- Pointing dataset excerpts
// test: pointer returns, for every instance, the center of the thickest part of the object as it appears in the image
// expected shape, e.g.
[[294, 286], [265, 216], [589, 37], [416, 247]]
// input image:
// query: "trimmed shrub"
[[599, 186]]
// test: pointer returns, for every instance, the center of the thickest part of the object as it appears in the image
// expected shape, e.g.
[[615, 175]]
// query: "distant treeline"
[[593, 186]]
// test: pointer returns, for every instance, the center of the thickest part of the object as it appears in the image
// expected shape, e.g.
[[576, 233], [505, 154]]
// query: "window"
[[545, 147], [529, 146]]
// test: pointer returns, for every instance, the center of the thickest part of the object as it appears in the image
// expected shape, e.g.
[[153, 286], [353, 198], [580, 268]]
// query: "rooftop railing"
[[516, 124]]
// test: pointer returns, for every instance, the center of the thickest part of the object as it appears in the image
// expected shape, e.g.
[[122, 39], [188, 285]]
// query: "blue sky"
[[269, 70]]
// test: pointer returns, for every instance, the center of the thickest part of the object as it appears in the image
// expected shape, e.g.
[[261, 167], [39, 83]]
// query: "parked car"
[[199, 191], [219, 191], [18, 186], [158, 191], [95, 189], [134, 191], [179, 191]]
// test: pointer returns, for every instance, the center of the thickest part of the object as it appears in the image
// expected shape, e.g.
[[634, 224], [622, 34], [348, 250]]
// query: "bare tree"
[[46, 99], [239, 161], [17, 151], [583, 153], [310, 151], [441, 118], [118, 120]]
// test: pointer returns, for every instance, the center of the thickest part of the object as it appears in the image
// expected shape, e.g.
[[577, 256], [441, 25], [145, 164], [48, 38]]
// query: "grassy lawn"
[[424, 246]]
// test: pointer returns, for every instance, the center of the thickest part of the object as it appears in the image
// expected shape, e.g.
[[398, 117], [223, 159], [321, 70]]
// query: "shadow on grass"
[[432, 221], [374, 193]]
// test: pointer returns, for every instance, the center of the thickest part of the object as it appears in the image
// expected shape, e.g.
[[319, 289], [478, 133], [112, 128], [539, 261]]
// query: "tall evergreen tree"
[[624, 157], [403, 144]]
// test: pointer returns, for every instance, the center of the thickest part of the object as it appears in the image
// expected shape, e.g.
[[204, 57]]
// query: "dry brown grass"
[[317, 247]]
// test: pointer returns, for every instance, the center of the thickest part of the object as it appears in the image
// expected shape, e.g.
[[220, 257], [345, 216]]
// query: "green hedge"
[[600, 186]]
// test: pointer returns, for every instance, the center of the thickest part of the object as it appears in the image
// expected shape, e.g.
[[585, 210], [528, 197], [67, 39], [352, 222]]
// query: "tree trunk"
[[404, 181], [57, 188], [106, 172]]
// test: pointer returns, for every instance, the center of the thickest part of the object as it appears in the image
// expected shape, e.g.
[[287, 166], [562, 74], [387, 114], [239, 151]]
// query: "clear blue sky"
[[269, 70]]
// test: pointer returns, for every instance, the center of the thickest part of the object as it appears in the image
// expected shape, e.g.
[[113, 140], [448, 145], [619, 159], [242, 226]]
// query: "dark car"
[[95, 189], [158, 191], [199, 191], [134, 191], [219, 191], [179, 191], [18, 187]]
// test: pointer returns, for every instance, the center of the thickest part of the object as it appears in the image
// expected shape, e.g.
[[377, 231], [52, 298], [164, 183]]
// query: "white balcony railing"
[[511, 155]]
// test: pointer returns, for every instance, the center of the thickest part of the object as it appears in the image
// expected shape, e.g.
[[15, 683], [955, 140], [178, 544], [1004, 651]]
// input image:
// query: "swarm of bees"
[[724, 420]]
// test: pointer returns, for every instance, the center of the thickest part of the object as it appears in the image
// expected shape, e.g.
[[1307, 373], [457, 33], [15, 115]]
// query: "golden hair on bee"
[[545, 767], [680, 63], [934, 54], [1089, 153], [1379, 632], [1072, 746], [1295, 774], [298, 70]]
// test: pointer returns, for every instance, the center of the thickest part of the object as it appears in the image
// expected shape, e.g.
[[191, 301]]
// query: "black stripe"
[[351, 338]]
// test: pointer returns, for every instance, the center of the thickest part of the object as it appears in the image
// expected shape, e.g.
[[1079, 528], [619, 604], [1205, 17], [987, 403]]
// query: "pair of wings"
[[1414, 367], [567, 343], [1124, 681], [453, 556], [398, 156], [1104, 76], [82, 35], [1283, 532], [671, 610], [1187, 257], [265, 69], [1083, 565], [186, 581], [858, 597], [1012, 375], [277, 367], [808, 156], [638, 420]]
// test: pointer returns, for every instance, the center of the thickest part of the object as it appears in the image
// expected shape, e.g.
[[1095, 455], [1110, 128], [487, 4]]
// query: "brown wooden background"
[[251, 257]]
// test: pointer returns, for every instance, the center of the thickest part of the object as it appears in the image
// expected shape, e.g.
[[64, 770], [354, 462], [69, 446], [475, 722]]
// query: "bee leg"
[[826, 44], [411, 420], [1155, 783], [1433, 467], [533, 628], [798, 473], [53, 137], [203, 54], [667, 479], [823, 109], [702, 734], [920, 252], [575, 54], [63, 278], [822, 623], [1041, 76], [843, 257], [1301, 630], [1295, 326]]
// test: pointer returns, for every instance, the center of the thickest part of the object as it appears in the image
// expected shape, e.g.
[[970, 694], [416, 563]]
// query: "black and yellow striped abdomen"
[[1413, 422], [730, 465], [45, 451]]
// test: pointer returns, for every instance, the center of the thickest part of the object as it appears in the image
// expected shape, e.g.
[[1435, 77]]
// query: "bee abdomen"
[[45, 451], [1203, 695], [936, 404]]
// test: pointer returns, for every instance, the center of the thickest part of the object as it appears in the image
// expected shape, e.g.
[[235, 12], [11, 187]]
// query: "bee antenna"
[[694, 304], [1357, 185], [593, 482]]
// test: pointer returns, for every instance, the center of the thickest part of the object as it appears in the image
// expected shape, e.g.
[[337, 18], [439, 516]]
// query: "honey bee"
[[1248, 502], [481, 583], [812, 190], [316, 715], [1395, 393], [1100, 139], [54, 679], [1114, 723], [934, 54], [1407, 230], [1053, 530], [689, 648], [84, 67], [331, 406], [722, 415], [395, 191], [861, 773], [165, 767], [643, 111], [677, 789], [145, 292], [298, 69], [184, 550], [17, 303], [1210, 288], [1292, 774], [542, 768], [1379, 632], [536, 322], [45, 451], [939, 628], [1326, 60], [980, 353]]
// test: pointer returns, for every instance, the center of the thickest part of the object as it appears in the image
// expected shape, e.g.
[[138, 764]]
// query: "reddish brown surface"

- INSTRUCTIONS TO FOLLOW
Repeat the records above in full, character for character.

- EXERCISE SOLUTION
// test: pointer returns, for every instance, the center of the thickest part of the object as it appears in the image
// expected shape, e.g.
[[294, 286], [265, 216], [589, 37], [416, 247]]
// input image:
// query: "trimmed shrub"
[[599, 186]]
// test: pointer returns, for every instance, the center of the thickest part of the object as it appears in the image
// expected shape, e.g.
[[615, 175]]
// query: "distant treeline"
[[593, 186]]
// test: pointer returns, for every instance, the center of the thickest part of the object as it appears in the image
// expected shape, e.g.
[[576, 233], [505, 154]]
// query: "window"
[[545, 147], [529, 146]]
// test: pointer returns, for every instance, the center of the thickest part of the object as it appears in the image
// expected shape, e.g.
[[153, 286], [353, 198], [580, 268]]
// query: "rooftop railing"
[[516, 124]]
// test: pointer returns, for every instance, the center of the thickest part of the object as it appears in the image
// expected shape, e.g.
[[122, 39], [188, 285]]
// query: "blue sky"
[[269, 70]]
// test: pointer returns, for every instance, the center of the thickest part of the object as it appears in the image
// expected shape, e.g.
[[261, 167], [39, 83]]
// query: "parked car"
[[199, 191], [219, 191], [18, 186], [158, 191], [95, 189], [134, 191], [179, 191]]
// test: pointer returns, for every instance, the center of the thickest part of the object as it appears in the image
// expected shape, e.g.
[[634, 224], [622, 34], [348, 250]]
// query: "bare tree"
[[46, 99], [239, 161], [17, 151], [583, 153], [310, 151], [441, 118], [118, 120]]
// test: pointer returns, for every instance, the center of the thickest part of the object as it appears in the image
// expected shape, e.g.
[[577, 256], [441, 25], [145, 164], [48, 38]]
// query: "grassy lawn"
[[424, 246]]
// test: pointer returns, for every instance, the center of the thickest part of the object as it appears in the image
// expected shape, e.g.
[[398, 117], [223, 159], [321, 70]]
// query: "shadow on grass"
[[432, 221], [374, 193]]
// test: pointer returns, for every instance, the center of the thickest part of the object as it appears in the image
// expected shape, e.g.
[[319, 289], [478, 133], [112, 128], [539, 261]]
// query: "tall evergreen tree"
[[624, 157], [403, 144]]
// test: pointer returns, for every instance, the center of the thickest part of the object as it appears in the image
// expected shape, e.g.
[[204, 57]]
// query: "dry brown grass"
[[317, 247]]
// test: pointer returns, for every instance, the center of the thickest part of the object as it appears in the image
// expected shape, e.g.
[[220, 257], [345, 216]]
// query: "green hedge"
[[600, 186]]
// test: pointer returns, for every instance, the center of the thickest part of the object as it appears in the image
// expected shape, e.g.
[[585, 210], [528, 197], [67, 39], [352, 222]]
// query: "tree trunk"
[[404, 181], [57, 188], [106, 172]]
// test: pointer returns, for every instance, the center of the thickest part of the object as it appears in the image
// expected shape, e.g.
[[287, 166], [562, 74], [387, 114], [239, 151]]
// query: "clear blue sky"
[[269, 70]]
// test: pointer returns, for every instance, the center of the thickest part of the object as it appears in the image
// expected shape, e.g.
[[113, 140], [448, 145], [619, 159], [242, 226]]
// query: "dark car"
[[95, 189], [158, 191], [199, 191], [134, 191], [219, 191], [179, 191], [18, 187]]
// test: pointer returns, for every instance, the center of the thickest part of the object as it appears in the image
// expected shape, e.g.
[[377, 231], [52, 298], [164, 183]]
// query: "white balcony railing"
[[511, 155]]
// test: pointer returns, for every instance, the center of the thickest part of the object as it appears in the image
// expected shape, e.g.
[[15, 683], [955, 140], [178, 544], [1004, 651]]
// input image:
// query: "swarm of bees"
[[724, 420]]
// test: pointer returns, for every instance, the center of the thickest part of the object as it appears in the image
// expected shape, e.g.
[[1307, 373], [457, 33], [15, 115]]
// query: "golden hair on bee"
[[545, 767], [680, 63], [934, 54], [1089, 153], [1379, 632], [1072, 746], [1295, 774], [298, 70]]
// test: pointer returns, for every instance, the center of the thickest part of the object as it appears in the image
// expected shape, e.g.
[[191, 301]]
// query: "black stripe"
[[351, 338]]
// test: pointer returns, for every instance, the center of the thickest part of the object as it appears in the image
// expected shape, e.g.
[[1079, 528], [619, 604], [1205, 17], [987, 403]]
// query: "pair of wings"
[[1414, 367], [567, 343], [1124, 681], [453, 556], [398, 156], [1104, 76], [82, 35], [1283, 532], [671, 610], [1187, 257], [265, 69], [1083, 565], [186, 581], [858, 597], [1012, 375], [277, 367], [808, 156], [638, 420]]
// test: pointer returns, for every instance, the center of the thickest part of the object as it appears in the image
// expected shape, e.g.
[[1095, 455], [1110, 128], [487, 4]]
// query: "brown wooden background"
[[251, 257]]
// test: pointer returns, for every instance, the center of the thickest part of the object as it appears in the image
// expected shape, e.g.
[[64, 770], [354, 462], [69, 446], [475, 722]]
// query: "bee leg"
[[826, 44], [411, 420], [1155, 783], [1433, 467], [533, 628], [798, 473], [53, 137], [203, 54], [667, 479], [823, 109], [702, 734], [920, 252], [575, 54], [63, 278], [822, 623], [1041, 76], [843, 257], [1301, 630], [1295, 326]]
// test: pointer returns, for every instance, the center of the thickest part of the object as it appears in the image
// expected shape, e.g.
[[970, 694], [416, 563]]
// query: "black and yellow striped abdomen"
[[1413, 422], [730, 465], [45, 451]]
// test: pointer returns, for every instance, the center of the thickest part of the object as it appears in the image
// expected shape, e.g.
[[1435, 77]]
// query: "bee abdomen"
[[45, 451], [1203, 695], [936, 404]]
// test: pointer returns, for every instance, the center of the thickest part of the object as it appears in the image
// expected shape, e.g.
[[235, 12], [11, 187]]
// query: "bee antenna"
[[694, 304], [1357, 185], [593, 482]]
// test: pointer returns, for every instance, the center of the thickest part of the object as it appears in the image
// expected shape, e.g.
[[337, 18], [439, 516]]
// query: "honey bee"
[[1248, 502], [481, 583], [812, 190], [316, 715], [1395, 393], [1100, 139], [54, 679], [1114, 723], [934, 54], [1407, 230], [1053, 530], [689, 648], [84, 67], [331, 406], [722, 415], [395, 191], [861, 773], [165, 767], [643, 111], [677, 789], [145, 292], [298, 69], [184, 550], [17, 303], [1210, 288], [1292, 774], [542, 768], [1379, 632], [536, 322], [45, 451], [939, 628], [1326, 60], [980, 353]]
// test: pointer returns, for every instance, the center of the thickest part of the object as it appears in the image
// expected shape, e.g.
[[138, 764]]
// query: "reddish brown surface"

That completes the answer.